▶ **DESCRIPTION OF THE TASK**
Put the lines of the records from the line with "the dark water" to the line with "pixel 100 204", both included, into a numbered list without any blank lines. Give only those lines.

#### AVAILABLE RECORDS ####

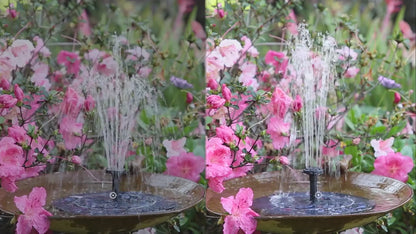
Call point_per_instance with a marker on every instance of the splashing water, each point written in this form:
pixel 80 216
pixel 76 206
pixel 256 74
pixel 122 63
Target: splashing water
pixel 314 68
pixel 119 98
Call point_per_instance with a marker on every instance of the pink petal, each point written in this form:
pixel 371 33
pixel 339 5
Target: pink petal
pixel 230 225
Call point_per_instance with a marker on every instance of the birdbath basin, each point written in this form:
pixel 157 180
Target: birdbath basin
pixel 181 192
pixel 386 194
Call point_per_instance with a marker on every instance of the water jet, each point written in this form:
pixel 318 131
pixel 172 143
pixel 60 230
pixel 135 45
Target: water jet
pixel 334 201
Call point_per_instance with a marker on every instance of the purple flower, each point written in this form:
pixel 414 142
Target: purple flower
pixel 180 83
pixel 388 83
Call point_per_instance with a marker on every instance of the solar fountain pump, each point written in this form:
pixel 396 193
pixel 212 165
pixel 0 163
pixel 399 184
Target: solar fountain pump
pixel 313 173
pixel 115 181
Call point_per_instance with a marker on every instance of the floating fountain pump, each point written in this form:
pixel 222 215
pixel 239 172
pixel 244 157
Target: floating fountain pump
pixel 313 173
pixel 115 175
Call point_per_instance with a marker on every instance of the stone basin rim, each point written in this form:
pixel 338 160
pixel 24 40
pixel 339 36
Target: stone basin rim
pixel 371 212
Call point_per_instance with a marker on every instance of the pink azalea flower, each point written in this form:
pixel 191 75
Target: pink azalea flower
pixel 187 165
pixel 278 60
pixel 397 98
pixel 4 83
pixel 108 66
pixel 34 215
pixel 393 6
pixel 278 131
pixel 71 132
pixel 351 72
pixel 174 147
pixel 214 62
pixel 41 71
pixel 18 92
pixel 241 215
pixel 70 60
pixel 249 48
pixel 230 50
pixel 393 165
pixel 215 101
pixel 219 12
pixel 280 102
pixel 198 30
pixel 382 148
pixel 284 160
pixel 40 47
pixel 11 163
pixel 22 51
pixel 297 104
pixel 84 24
pixel 226 134
pixel 95 55
pixel 356 141
pixel 292 26
pixel 407 31
pixel 89 103
pixel 218 161
pixel 212 84
pixel 143 71
pixel 11 12
pixel 248 72
pixel 18 133
pixel 7 101
pixel 226 92
pixel 189 97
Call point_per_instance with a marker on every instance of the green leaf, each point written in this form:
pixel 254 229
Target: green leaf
pixel 396 129
pixel 378 129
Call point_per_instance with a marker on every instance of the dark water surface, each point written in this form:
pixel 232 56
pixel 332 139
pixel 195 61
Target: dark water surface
pixel 298 204
pixel 100 204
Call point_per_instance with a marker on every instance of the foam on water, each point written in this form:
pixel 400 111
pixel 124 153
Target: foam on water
pixel 127 203
pixel 298 204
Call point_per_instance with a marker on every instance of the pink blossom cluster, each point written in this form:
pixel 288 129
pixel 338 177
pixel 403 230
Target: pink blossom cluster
pixel 390 163
pixel 241 215
pixel 181 163
pixel 230 149
pixel 33 216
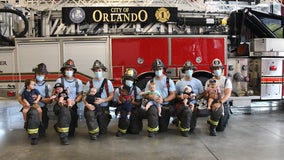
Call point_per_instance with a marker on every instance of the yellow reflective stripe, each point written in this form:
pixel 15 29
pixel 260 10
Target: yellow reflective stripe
pixel 63 130
pixel 182 129
pixel 215 123
pixel 94 130
pixel 153 129
pixel 122 130
pixel 33 131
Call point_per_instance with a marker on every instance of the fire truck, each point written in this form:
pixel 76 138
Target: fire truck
pixel 247 36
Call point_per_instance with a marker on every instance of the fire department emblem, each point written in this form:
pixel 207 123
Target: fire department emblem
pixel 162 15
pixel 77 15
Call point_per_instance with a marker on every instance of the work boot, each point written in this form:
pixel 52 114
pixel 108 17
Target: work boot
pixel 93 137
pixel 34 141
pixel 212 130
pixel 64 141
pixel 175 122
pixel 151 134
pixel 184 133
pixel 26 125
pixel 119 134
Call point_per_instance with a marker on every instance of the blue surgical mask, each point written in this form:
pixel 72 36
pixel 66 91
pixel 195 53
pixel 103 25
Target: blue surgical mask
pixel 129 83
pixel 40 78
pixel 217 72
pixel 69 74
pixel 98 74
pixel 159 73
pixel 189 73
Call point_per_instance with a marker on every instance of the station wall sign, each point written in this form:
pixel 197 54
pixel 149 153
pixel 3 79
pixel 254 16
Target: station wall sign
pixel 77 15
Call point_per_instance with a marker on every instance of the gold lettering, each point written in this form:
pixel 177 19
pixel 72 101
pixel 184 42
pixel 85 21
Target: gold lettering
pixel 119 18
pixel 126 17
pixel 97 13
pixel 133 17
pixel 105 17
pixel 145 15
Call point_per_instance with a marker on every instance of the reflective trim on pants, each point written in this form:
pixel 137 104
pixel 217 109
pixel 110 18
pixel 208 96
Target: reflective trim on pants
pixel 153 129
pixel 94 131
pixel 181 128
pixel 215 123
pixel 33 131
pixel 122 130
pixel 63 130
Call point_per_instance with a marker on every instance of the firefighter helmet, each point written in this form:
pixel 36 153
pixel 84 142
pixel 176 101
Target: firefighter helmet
pixel 98 64
pixel 40 68
pixel 130 73
pixel 216 63
pixel 187 66
pixel 158 64
pixel 68 64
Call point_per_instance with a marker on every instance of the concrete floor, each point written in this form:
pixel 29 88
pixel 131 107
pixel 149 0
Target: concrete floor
pixel 248 137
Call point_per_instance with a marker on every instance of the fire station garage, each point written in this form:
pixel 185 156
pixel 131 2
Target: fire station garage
pixel 86 79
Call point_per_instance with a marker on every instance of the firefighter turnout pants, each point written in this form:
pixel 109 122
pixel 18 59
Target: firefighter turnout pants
pixel 133 125
pixel 184 115
pixel 45 120
pixel 156 123
pixel 92 122
pixel 63 121
pixel 33 123
pixel 103 117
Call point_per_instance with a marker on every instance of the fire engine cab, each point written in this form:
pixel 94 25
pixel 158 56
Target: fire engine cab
pixel 247 36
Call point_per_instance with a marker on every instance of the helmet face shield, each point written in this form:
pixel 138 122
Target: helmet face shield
pixel 187 66
pixel 130 74
pixel 98 65
pixel 158 65
pixel 216 64
pixel 68 64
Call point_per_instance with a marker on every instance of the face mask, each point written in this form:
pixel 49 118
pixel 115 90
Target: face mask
pixel 98 74
pixel 39 78
pixel 129 83
pixel 217 72
pixel 158 73
pixel 189 73
pixel 69 74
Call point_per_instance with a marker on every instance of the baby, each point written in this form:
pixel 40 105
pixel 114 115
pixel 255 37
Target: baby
pixel 148 103
pixel 62 95
pixel 31 97
pixel 124 101
pixel 191 100
pixel 91 98
pixel 213 94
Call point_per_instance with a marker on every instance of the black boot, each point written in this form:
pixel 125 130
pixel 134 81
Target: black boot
pixel 212 130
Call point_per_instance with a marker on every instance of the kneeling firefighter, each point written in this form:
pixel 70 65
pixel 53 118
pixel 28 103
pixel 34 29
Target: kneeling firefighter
pixel 98 117
pixel 219 118
pixel 67 115
pixel 166 87
pixel 134 124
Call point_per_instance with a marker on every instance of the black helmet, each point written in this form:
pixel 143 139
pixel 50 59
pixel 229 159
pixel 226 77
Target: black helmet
pixel 98 64
pixel 216 63
pixel 158 64
pixel 40 68
pixel 187 65
pixel 130 73
pixel 68 64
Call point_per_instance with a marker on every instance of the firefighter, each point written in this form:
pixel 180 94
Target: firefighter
pixel 67 116
pixel 187 118
pixel 218 120
pixel 99 117
pixel 34 127
pixel 166 87
pixel 134 124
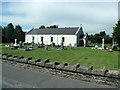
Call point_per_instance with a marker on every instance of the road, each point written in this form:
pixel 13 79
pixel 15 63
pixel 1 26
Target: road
pixel 14 77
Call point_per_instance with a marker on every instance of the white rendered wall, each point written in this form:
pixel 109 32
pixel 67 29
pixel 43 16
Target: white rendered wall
pixel 56 39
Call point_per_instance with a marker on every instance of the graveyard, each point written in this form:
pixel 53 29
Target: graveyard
pixel 85 56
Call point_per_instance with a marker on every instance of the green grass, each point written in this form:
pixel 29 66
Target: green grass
pixel 83 56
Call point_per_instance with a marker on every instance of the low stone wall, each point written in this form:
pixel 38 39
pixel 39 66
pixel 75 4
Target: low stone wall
pixel 79 72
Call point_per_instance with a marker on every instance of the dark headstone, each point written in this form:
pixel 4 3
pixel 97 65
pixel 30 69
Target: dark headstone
pixel 46 47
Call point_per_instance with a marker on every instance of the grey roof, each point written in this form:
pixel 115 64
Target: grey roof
pixel 54 31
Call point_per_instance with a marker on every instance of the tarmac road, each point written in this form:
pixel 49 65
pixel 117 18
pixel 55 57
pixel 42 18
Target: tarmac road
pixel 14 77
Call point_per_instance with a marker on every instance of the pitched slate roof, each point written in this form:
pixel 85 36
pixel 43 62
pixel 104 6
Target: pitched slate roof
pixel 54 31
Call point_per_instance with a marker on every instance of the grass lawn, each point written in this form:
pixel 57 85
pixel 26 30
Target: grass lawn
pixel 83 56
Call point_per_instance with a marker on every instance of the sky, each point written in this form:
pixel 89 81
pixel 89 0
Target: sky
pixel 94 16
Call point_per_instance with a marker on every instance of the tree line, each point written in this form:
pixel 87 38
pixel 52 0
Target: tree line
pixel 9 33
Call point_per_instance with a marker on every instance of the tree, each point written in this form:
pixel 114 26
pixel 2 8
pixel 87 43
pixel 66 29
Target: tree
pixel 10 33
pixel 1 28
pixel 102 34
pixel 116 33
pixel 53 26
pixel 42 26
pixel 4 38
pixel 19 34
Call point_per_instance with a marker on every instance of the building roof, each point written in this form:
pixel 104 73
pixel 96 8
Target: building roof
pixel 54 31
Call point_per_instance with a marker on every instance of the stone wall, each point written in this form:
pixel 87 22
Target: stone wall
pixel 102 76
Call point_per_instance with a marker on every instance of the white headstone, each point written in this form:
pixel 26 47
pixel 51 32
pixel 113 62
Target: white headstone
pixel 103 43
pixel 15 42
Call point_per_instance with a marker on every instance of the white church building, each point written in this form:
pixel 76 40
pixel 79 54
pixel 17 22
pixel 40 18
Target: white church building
pixel 70 35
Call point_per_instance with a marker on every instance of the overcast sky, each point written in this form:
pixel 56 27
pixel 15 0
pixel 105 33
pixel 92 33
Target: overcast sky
pixel 94 16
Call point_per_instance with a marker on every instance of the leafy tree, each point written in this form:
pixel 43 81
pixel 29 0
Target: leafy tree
pixel 42 26
pixel 116 33
pixel 102 34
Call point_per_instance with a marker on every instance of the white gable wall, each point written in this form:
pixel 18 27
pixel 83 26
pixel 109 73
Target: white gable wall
pixel 56 39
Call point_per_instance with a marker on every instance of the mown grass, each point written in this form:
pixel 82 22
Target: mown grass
pixel 83 56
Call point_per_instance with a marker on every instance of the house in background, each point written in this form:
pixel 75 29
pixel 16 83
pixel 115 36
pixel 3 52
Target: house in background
pixel 71 35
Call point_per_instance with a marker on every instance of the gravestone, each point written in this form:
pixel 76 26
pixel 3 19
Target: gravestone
pixel 62 47
pixel 53 44
pixel 15 44
pixel 46 47
pixel 20 43
pixel 75 45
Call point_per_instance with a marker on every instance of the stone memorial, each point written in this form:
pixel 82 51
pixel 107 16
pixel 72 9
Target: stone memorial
pixel 103 43
pixel 75 45
pixel 46 47
pixel 20 43
pixel 15 44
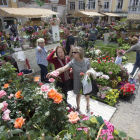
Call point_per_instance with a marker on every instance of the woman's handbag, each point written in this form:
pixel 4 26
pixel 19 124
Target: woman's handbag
pixel 69 85
pixel 69 82
pixel 95 88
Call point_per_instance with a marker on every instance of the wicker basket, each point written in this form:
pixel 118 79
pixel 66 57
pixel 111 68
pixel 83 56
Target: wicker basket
pixel 30 76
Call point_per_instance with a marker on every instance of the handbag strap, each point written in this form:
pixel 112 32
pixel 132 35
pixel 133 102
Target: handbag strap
pixel 66 73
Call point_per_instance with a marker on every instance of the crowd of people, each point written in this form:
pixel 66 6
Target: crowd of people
pixel 72 56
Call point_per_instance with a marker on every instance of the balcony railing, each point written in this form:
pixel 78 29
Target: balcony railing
pixel 54 1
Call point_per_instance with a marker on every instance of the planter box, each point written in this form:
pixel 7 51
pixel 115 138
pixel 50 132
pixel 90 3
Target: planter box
pixel 17 49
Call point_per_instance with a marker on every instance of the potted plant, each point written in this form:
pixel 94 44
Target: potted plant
pixel 16 43
pixel 3 47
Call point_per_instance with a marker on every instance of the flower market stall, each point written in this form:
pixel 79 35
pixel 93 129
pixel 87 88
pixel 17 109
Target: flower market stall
pixel 36 111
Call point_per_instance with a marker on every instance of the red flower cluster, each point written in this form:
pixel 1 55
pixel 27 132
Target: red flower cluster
pixel 128 89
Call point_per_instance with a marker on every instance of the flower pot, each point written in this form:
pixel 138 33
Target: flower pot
pixel 2 38
pixel 103 95
pixel 2 52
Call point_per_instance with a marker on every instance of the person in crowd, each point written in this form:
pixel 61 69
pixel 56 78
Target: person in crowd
pixel 93 33
pixel 78 64
pixel 139 38
pixel 82 38
pixel 119 58
pixel 135 47
pixel 41 58
pixel 70 41
pixel 13 30
pixel 60 61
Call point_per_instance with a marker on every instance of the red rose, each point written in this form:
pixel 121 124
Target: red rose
pixel 20 74
pixel 40 84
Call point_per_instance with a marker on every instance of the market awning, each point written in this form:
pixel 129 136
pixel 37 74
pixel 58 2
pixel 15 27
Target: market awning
pixel 85 14
pixel 133 17
pixel 111 14
pixel 26 12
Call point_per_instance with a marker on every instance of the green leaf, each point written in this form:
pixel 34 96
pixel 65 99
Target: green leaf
pixel 49 138
pixel 131 138
pixel 14 138
pixel 80 135
pixel 16 131
pixel 72 129
pixel 122 134
pixel 62 133
pixel 2 128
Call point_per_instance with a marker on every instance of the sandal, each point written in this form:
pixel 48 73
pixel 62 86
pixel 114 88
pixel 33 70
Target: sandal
pixel 88 109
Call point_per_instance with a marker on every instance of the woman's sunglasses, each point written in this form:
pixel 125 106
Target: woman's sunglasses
pixel 75 52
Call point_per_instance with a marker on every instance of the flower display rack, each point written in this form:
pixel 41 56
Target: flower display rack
pixel 95 97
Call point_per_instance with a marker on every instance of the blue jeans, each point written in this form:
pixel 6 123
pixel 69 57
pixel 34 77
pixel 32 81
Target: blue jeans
pixel 44 72
pixel 137 63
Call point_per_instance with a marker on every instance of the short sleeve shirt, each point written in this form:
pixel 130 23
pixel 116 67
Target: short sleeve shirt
pixel 41 57
pixel 78 67
pixel 70 41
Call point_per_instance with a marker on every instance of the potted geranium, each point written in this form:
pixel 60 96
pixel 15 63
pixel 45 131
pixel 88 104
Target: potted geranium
pixel 3 47
pixel 16 43
pixel 127 90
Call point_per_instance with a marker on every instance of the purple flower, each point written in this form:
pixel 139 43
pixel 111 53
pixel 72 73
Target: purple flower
pixel 17 39
pixel 110 72
pixel 12 38
pixel 21 40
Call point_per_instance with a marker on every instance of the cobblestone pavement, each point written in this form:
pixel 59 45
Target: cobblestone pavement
pixel 127 115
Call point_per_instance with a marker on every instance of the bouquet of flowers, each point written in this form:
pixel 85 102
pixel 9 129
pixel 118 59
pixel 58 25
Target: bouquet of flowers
pixel 3 46
pixel 29 30
pixel 127 89
pixel 16 42
pixel 54 21
pixel 63 42
pixel 1 34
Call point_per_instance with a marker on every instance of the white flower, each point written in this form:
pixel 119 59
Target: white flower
pixel 67 108
pixel 47 113
pixel 1 106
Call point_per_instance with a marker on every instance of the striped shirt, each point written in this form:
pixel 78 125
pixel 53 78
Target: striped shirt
pixel 41 57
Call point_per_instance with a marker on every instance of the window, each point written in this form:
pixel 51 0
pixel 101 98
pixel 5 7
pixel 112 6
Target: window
pixel 106 5
pixel 81 5
pixel 72 5
pixel 135 2
pixel 54 9
pixel 120 4
pixel 3 2
pixel 91 4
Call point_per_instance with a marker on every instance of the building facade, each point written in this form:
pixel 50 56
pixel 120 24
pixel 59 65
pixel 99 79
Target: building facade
pixel 134 7
pixel 8 3
pixel 119 7
pixel 54 5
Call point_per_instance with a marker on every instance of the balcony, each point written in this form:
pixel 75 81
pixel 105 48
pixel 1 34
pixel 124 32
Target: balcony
pixel 54 1
pixel 134 9
pixel 3 3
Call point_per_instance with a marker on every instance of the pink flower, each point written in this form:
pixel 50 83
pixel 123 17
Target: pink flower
pixel 55 73
pixel 45 88
pixel 6 117
pixel 85 118
pixel 12 95
pixel 7 111
pixel 5 106
pixel 110 72
pixel 2 93
pixel 51 80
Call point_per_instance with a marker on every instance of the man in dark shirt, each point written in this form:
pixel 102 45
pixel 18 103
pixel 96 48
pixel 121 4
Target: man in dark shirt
pixel 70 41
pixel 93 33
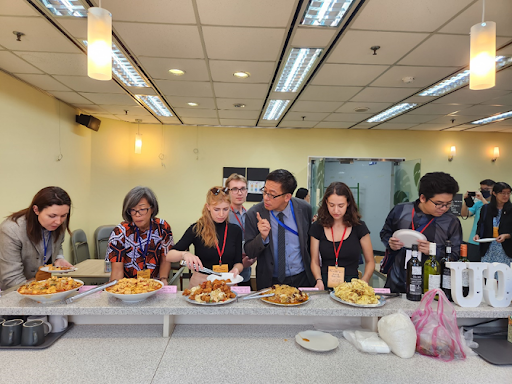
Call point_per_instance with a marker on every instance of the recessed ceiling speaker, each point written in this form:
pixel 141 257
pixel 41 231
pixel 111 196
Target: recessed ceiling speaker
pixel 89 121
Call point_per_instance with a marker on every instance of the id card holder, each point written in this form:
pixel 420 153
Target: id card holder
pixel 145 274
pixel 335 276
pixel 223 268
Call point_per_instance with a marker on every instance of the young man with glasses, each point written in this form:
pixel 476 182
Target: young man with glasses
pixel 276 234
pixel 237 185
pixel 430 215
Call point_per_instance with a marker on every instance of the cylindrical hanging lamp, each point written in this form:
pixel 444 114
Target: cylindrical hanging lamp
pixel 99 44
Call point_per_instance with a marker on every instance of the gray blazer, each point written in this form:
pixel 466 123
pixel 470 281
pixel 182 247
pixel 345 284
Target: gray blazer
pixel 20 258
pixel 254 247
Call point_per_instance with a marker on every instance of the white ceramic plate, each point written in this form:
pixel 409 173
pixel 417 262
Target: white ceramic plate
pixel 72 269
pixel 136 297
pixel 486 240
pixel 409 237
pixel 225 276
pixel 380 304
pixel 52 297
pixel 318 341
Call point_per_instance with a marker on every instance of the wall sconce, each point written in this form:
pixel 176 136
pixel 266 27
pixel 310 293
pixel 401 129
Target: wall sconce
pixel 138 138
pixel 482 63
pixel 495 154
pixel 453 150
pixel 99 43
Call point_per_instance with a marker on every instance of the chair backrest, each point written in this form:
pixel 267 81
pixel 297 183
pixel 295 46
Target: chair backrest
pixel 79 246
pixel 101 236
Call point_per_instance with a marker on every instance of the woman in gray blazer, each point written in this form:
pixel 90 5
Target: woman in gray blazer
pixel 33 237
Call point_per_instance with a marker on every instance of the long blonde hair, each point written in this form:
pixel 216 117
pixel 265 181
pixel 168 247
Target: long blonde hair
pixel 205 226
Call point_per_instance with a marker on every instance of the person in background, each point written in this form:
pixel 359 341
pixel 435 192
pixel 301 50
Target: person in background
pixel 429 214
pixel 340 236
pixel 33 237
pixel 217 243
pixel 137 247
pixel 481 197
pixel 237 185
pixel 496 221
pixel 276 233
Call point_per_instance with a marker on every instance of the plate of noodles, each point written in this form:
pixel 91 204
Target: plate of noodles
pixel 357 293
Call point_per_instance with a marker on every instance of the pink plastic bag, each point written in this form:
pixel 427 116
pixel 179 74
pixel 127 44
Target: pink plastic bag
pixel 437 334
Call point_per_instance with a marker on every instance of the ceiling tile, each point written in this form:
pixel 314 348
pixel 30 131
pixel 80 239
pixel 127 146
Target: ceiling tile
pixel 354 47
pixel 347 74
pixel 12 63
pixel 326 93
pixel 243 43
pixel 407 15
pixel 195 70
pixel 260 72
pixel 247 13
pixel 161 40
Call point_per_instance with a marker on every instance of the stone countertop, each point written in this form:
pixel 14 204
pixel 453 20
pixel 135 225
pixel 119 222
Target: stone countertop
pixel 175 304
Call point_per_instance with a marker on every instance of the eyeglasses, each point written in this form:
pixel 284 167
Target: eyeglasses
pixel 140 212
pixel 441 205
pixel 238 190
pixel 265 193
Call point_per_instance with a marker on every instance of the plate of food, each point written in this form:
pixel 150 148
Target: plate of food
pixel 357 293
pixel 133 290
pixel 50 290
pixel 229 278
pixel 54 269
pixel 215 292
pixel 286 296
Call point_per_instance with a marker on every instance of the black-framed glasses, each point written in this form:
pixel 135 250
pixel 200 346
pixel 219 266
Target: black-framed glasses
pixel 265 193
pixel 441 205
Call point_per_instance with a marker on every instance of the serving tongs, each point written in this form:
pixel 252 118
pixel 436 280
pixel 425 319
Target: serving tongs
pixel 97 289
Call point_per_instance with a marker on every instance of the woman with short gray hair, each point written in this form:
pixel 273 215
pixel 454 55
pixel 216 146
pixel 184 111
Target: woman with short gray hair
pixel 137 247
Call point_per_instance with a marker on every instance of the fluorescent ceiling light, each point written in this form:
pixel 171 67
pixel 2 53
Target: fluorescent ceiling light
pixel 275 109
pixel 391 112
pixel 461 79
pixel 327 13
pixel 65 7
pixel 298 64
pixel 493 119
pixel 155 104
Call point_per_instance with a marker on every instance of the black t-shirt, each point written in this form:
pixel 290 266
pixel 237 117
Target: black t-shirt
pixel 209 255
pixel 350 251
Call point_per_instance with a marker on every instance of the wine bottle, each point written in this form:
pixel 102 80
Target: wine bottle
pixel 446 273
pixel 465 273
pixel 414 276
pixel 431 271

####

▶ **EXPECTED ANSWER**
1. Call point_per_instance with a marker on every instance of the dark water surface, each point written in this form:
2. pixel 232 56
3. pixel 332 139
4. pixel 195 61
5. Target: dark water surface
6. pixel 298 204
7. pixel 100 204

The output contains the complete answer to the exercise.